Instructions to follow:
Copy the items from the line with "For this dataset, tag each instance of the moored" to the line with "39], [32, 19]]", swapping "single point" for "single dot" and leaving everything else as it stands.
___ The data
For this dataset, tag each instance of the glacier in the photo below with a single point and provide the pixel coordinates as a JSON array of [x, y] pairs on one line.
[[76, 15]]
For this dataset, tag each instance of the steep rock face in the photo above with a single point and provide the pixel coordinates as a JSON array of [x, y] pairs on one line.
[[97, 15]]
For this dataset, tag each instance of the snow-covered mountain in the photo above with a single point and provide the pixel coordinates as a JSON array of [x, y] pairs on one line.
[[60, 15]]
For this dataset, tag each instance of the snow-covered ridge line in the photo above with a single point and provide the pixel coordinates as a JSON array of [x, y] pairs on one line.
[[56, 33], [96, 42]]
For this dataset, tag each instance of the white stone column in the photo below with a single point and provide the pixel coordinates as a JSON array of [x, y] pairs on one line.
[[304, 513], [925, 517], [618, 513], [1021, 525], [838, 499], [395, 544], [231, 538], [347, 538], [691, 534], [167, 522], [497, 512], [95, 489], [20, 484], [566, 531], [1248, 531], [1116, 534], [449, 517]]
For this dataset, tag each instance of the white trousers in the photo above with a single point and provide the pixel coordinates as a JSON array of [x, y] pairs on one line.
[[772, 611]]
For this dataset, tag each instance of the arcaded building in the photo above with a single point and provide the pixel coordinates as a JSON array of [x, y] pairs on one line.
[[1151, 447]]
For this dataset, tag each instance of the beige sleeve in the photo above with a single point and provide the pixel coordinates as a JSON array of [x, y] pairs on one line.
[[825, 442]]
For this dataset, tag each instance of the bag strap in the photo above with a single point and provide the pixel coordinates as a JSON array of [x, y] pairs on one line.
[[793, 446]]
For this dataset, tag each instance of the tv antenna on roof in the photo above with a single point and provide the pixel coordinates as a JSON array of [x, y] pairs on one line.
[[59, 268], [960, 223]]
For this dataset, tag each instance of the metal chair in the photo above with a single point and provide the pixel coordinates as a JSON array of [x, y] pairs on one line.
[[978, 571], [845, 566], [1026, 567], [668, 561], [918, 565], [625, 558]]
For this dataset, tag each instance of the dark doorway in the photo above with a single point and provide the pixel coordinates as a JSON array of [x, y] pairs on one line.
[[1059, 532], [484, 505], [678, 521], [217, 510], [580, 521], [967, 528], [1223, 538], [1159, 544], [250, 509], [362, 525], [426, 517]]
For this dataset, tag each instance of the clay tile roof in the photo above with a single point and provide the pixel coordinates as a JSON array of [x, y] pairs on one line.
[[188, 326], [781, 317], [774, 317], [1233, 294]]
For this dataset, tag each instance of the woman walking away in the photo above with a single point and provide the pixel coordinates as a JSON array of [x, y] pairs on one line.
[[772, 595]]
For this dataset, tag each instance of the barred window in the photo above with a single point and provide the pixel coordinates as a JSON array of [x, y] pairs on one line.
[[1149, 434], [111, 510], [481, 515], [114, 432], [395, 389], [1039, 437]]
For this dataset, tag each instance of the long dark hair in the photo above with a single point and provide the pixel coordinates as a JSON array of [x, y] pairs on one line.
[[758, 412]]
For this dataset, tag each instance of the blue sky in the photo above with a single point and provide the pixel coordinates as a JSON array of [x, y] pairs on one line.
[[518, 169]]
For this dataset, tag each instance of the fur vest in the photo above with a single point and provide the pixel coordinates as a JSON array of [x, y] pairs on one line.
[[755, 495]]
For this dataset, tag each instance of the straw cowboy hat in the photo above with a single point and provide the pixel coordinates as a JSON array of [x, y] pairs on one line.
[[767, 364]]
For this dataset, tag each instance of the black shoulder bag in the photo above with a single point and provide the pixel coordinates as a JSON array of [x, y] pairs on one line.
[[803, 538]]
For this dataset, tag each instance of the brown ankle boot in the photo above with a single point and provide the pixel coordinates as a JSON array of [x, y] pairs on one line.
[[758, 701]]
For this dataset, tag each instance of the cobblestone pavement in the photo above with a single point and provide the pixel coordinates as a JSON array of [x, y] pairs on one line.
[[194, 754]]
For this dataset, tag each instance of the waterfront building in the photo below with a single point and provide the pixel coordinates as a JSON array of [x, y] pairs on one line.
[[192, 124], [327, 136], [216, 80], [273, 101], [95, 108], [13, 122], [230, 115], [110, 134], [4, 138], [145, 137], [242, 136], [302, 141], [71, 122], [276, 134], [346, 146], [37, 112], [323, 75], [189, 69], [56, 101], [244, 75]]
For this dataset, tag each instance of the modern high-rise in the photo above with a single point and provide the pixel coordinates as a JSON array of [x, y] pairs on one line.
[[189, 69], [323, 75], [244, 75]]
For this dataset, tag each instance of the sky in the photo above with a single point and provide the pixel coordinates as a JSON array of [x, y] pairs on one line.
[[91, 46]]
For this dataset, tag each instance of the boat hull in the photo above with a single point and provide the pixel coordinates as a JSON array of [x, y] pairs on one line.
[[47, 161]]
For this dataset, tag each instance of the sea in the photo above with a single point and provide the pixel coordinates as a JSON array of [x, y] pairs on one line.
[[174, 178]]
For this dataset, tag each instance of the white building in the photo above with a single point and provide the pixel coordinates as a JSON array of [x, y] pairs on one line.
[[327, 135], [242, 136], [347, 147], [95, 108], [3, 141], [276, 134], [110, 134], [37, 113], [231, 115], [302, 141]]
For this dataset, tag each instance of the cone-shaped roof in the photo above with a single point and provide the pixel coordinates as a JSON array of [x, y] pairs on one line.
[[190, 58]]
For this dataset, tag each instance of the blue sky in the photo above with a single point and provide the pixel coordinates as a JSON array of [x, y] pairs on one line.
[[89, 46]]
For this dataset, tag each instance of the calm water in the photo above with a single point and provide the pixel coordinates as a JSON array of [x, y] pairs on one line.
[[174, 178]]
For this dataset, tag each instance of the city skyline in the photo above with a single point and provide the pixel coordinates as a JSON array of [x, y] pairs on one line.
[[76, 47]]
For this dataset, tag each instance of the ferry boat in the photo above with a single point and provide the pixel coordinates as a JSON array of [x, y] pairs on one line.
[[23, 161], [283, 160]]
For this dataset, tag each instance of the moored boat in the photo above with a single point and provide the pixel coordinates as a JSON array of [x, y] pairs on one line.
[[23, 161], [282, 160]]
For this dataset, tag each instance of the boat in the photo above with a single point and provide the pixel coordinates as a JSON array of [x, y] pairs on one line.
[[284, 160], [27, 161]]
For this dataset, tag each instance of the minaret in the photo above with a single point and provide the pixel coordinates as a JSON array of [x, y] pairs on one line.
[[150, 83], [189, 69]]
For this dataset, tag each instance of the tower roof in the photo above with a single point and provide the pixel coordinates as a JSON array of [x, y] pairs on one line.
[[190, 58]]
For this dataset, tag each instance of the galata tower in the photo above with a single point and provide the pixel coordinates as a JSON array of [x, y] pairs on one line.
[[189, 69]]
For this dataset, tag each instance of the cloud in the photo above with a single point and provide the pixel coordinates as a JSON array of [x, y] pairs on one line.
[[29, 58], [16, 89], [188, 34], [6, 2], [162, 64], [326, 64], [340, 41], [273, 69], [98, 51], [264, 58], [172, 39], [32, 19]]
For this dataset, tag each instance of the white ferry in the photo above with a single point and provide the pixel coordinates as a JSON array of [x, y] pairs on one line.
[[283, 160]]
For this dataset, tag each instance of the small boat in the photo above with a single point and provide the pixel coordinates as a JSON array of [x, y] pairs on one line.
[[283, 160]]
______
Response to this exercise:
For this dataset, tag each instance of the moored boat in the photo above with a single dot and provide the pixel coordinates as a JSON array of [x, y] pairs on one line.
[[23, 161], [282, 160]]
For this dataset, tag each instance of the boat in the photo above with a single dot and provide the pixel coordinates as a JSON array of [x, y] pairs on one line.
[[284, 160], [27, 161]]
For this dataset, tag each instance of the minaret in the photo above with a single dot and provide the pixel coordinates as a JSON array of [x, y] pairs on one line.
[[150, 83], [189, 69]]
For this dataset, tag each instance of the tower roof in the photo above with a single dot and provide the pixel coordinates as a JSON array of [x, y] pairs on one line.
[[190, 58]]
For this dataset, tag each instance of the galata tower in the photo above with a single dot and provide the pixel coordinates as a JSON array of [x, y] pairs on one line.
[[189, 69]]
For this dataset, tag each instance of the cloud in the photo above with a single dot and provide the pixel coordinates as a JSON array of [x, y] pairs on one line.
[[29, 58], [16, 89], [188, 34], [6, 2], [162, 64], [326, 64], [340, 41], [273, 69], [98, 51], [264, 58], [172, 39], [32, 19]]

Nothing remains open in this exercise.